━━ Excerpted records

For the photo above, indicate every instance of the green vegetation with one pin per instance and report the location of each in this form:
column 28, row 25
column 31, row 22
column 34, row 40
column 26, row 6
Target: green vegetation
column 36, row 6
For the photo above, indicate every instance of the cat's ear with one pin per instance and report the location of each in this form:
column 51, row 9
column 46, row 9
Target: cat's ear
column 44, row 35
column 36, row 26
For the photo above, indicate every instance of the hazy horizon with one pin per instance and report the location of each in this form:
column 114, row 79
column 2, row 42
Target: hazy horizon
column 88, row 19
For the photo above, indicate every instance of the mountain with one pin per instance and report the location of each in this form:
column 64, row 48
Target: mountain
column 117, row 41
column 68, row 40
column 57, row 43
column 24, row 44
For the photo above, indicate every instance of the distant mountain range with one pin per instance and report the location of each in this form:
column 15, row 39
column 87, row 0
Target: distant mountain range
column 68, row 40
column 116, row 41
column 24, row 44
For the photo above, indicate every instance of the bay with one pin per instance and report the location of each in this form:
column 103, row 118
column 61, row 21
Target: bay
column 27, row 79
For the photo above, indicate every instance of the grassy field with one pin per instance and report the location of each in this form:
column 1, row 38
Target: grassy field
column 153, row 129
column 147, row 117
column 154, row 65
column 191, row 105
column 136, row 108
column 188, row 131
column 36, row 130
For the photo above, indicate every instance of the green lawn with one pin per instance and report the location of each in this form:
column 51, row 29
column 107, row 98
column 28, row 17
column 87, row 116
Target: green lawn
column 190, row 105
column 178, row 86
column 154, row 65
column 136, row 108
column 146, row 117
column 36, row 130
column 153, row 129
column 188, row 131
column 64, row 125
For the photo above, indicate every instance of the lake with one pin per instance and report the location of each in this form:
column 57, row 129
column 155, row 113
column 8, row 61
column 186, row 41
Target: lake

━━━━

**Task instructions**
Begin at the line that has "For the photo above, indicate every instance of the distant" and stop after the line that has "column 27, row 79"; repeat those lines with "bay" substituted by "cove", leaving everything else unchanged.

**Output**
For the photo above, indicate every instance of the distant mountain range with one pin per instance and report the location of each in this form:
column 15, row 39
column 87, row 0
Target: distant mountain range
column 68, row 40
column 116, row 41
column 24, row 44
For the photo above, indicate every instance of the cove with one pin per instance and report the location of each in this form:
column 103, row 118
column 61, row 21
Target: cove
column 27, row 79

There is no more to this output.